Instruction
Reproduce the passage of the heated hand grip thread between "I will have" and "Just enough.", inclusive.

# Troy-Bilt 2460 (Should I add heated hand grips)



## Tumble2113

I picked up the 2460, I decided it was worth the extra money over the 2410 because I wanted the airless tires, the longer chute, single grip control and the headlight was a plus. 
I see they have a heated hand grip kit for 45.00 and curious if it’s worth it. 

Anyone add them?


----------



## Miles

I'm in Maryland near the bay and it's not cold enough to need handwarmers, usually its around 28F/-2.2C. But in real cold places, the handwarmers are supposed to be great and are worth it.


----------



## Cardo111

If you have a large area to clear and you will be out there for awhile it's a nice feature to have.


----------



## jonnied12

You could also buy a case of chemical hand warmers and put them in your gloves. I know contractors often do this in the winter.


----------



## 10953

that kit is easy to install, great instructions . if you feel it will help you,go for it. i dealt with a old machine. without for 30 years yet after getting a new car with a heated steering wheel, i was all for a new machine with them . better to install now then having to install them later while possibly being in a on heated area with bare hands
latter if you don't need them, don't turn them on.


----------



## cmc76

i am curious if you made these work? I bought the kit which has all 2 prong plugs. My 2460 has a 4 prong plug. I called tech support and they told me that this model does not support them?
I will look into retrofitting myself but curious if i got bad info from tech support?


----------



## jonnied12

cmc76 said:


> i am curious if you made these work? I bought the kit which has all 2 prong plugs. My 2460 has a 4 prong plug. I called tech support and they told me that this model does not support them?
> I will look into retrofitting myself but curious if i got bad info from tech support?


 If you have the red wire, you should be good to go. Check your voltage with the warmers turned on.


----------



## Tumble2113

I have not tried yet, the blower is too new for me to mess with this year, so I was planning for a spring modification. Let me know how you make out. 


Sent from my iPhone using Tapatalk


----------



## cmc76

I will have to take a look at what wires are there. I know it looked like 2 were used. Unsure of the color. But i have to assume i could steal some power from the headlights. Especially considering i will likely swap out for LED with a lower draw.


----------



## jtclays

Just enough.


----------



## RIT333

I used my $6 Chinese HHG's and my hands were very warm. I was able to dry off my gloves.


----------

Source records
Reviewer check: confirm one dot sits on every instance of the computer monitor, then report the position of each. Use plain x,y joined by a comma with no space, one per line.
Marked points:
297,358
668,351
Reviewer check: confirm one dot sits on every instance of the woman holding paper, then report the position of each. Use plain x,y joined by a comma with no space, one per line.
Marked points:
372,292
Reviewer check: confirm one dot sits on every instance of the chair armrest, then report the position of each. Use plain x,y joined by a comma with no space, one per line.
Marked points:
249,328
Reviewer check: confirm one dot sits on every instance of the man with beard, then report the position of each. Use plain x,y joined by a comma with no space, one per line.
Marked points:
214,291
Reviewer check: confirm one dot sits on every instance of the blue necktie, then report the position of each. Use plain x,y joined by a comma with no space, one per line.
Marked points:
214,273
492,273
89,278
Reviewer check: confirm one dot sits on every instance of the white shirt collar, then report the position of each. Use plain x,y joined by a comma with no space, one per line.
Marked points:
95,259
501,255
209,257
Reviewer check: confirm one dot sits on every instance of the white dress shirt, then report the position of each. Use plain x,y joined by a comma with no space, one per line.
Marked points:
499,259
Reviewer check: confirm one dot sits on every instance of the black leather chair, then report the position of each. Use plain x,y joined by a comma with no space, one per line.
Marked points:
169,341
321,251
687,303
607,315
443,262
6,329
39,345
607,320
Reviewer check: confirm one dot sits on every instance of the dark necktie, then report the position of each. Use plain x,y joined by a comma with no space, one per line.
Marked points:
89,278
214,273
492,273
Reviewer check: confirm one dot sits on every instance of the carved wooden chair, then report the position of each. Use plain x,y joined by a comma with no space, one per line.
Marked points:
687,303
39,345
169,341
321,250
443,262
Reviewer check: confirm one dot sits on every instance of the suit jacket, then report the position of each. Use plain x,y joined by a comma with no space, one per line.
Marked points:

Response
I will have to take a look at what wires are there. I know it looked like 2 were used. Unsure of the color. But i have to assume i could steal some power from the headlights. Especially considering i will likely swap out for LED with a lower draw.


----------



## jtclays

Just enough.